** start **

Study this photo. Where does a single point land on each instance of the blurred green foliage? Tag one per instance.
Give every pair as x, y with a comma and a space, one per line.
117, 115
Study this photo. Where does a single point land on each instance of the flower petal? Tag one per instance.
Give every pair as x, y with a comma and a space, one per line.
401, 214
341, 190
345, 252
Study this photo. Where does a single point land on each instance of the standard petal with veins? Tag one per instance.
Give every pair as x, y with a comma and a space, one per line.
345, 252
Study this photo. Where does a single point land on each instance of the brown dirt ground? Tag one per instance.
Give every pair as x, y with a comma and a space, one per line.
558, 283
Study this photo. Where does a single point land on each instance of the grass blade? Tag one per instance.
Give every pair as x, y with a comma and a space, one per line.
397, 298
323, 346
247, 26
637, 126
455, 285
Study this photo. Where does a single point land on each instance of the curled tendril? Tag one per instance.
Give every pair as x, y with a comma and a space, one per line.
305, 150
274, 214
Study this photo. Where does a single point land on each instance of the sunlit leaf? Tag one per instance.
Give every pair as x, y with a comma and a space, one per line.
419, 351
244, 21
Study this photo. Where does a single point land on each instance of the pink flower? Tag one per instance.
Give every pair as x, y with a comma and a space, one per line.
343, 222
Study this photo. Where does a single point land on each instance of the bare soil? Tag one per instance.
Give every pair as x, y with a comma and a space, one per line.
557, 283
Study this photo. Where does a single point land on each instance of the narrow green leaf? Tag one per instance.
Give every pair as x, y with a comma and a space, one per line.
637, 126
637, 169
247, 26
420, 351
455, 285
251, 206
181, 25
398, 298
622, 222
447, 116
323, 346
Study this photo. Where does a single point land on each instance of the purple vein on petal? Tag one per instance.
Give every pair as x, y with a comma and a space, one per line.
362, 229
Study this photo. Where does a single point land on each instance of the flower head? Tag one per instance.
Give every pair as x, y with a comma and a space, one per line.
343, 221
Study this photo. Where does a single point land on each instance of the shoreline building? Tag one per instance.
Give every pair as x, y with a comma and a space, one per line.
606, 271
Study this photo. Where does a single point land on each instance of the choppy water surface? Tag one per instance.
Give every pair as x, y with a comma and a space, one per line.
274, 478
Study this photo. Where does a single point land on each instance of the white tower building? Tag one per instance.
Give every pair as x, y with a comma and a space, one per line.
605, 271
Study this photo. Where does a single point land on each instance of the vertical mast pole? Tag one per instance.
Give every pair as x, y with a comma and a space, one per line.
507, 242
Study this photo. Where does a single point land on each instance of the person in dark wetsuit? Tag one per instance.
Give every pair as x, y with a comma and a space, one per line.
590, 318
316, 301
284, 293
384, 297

** end **
** start **

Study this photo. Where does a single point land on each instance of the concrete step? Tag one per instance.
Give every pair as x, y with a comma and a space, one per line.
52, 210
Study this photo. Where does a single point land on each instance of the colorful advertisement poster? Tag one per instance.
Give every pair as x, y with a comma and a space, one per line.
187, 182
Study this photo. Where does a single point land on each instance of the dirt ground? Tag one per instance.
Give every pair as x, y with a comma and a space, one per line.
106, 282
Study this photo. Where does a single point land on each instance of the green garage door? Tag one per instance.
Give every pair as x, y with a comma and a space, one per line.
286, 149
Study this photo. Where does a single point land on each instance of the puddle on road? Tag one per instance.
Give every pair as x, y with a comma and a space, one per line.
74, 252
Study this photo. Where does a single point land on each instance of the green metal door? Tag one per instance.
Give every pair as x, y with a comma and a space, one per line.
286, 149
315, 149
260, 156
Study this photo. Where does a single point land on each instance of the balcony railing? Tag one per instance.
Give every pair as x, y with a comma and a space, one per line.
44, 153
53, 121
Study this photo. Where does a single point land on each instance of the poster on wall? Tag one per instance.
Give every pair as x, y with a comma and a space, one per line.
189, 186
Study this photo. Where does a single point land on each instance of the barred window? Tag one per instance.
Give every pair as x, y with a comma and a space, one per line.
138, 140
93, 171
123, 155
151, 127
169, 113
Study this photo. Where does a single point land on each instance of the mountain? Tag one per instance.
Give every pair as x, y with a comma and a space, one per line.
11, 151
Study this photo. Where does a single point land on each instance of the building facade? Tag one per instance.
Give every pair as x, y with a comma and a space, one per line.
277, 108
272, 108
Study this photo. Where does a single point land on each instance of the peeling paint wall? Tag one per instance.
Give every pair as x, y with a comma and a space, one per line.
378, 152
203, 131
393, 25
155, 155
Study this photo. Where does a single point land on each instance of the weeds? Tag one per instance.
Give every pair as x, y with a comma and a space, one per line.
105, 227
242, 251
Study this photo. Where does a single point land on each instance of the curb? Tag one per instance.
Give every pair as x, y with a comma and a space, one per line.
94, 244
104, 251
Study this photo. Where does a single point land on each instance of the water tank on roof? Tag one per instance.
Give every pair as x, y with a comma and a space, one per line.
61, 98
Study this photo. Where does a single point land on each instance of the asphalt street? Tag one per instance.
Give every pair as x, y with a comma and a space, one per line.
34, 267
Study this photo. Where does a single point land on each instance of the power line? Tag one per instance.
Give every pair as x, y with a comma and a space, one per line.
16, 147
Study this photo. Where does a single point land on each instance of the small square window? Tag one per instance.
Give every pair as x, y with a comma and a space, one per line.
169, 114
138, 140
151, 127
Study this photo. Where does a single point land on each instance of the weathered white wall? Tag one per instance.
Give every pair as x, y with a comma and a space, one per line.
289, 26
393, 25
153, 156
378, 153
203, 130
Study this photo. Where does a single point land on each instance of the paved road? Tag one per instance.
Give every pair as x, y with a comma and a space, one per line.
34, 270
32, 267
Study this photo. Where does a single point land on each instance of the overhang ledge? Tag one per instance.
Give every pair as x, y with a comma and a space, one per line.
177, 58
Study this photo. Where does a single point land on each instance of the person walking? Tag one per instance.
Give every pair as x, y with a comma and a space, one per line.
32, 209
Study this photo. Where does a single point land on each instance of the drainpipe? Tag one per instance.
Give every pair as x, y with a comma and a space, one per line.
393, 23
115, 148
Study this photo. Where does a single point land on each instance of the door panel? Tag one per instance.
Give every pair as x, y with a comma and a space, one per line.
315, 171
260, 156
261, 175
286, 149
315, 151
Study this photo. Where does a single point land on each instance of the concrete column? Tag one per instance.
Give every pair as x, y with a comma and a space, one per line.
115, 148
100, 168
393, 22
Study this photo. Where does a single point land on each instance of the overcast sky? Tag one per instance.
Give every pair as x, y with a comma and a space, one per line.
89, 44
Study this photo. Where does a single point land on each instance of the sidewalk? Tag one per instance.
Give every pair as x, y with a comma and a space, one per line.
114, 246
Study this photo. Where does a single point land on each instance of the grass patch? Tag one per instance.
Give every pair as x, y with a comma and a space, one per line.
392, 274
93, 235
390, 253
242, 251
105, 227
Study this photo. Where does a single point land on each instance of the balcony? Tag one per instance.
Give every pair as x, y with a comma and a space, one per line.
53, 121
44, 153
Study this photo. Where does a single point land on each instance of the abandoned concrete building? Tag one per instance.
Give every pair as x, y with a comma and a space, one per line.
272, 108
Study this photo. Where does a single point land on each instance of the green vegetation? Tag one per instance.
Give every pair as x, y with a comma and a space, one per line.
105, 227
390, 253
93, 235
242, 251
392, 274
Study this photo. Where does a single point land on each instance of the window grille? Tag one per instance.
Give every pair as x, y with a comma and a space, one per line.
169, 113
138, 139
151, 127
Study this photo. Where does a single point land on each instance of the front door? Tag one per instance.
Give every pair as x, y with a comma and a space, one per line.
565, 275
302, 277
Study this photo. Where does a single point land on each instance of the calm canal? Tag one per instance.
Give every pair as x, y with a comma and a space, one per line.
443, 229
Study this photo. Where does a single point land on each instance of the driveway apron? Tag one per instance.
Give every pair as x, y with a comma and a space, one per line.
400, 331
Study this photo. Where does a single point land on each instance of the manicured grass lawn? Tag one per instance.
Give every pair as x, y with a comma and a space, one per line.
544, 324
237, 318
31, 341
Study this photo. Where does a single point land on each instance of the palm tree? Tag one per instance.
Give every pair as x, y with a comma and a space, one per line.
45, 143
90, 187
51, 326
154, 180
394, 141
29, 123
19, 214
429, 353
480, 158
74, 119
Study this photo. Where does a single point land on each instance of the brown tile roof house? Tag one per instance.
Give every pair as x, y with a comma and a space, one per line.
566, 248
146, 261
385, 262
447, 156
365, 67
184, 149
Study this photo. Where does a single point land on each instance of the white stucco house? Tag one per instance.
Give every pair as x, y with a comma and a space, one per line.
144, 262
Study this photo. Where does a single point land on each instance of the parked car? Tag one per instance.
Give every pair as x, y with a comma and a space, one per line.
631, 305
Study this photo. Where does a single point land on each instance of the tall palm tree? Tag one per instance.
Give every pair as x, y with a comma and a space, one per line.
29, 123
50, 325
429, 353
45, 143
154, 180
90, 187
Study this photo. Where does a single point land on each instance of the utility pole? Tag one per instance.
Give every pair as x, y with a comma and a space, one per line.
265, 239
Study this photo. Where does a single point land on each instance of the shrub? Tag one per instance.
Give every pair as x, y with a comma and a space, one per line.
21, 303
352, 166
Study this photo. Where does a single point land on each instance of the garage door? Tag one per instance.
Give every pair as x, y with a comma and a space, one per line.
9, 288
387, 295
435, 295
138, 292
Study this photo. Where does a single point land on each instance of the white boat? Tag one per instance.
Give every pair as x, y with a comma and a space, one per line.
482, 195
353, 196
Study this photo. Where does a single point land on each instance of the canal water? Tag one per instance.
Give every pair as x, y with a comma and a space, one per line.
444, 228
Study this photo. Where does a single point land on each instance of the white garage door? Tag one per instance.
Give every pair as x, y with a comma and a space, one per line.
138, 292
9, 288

** end **

→ **Task objective**: Pull out each line in the rows above that contains the word "brown", and copy every such line in full.

→ **Solution below**:
Study this photo. Where does a single point land on each instance of the brown dirt ground? Tag one per instance.
Study this photo. Where does a single point land on each instance of the brown tile roof house? Tag one per instance.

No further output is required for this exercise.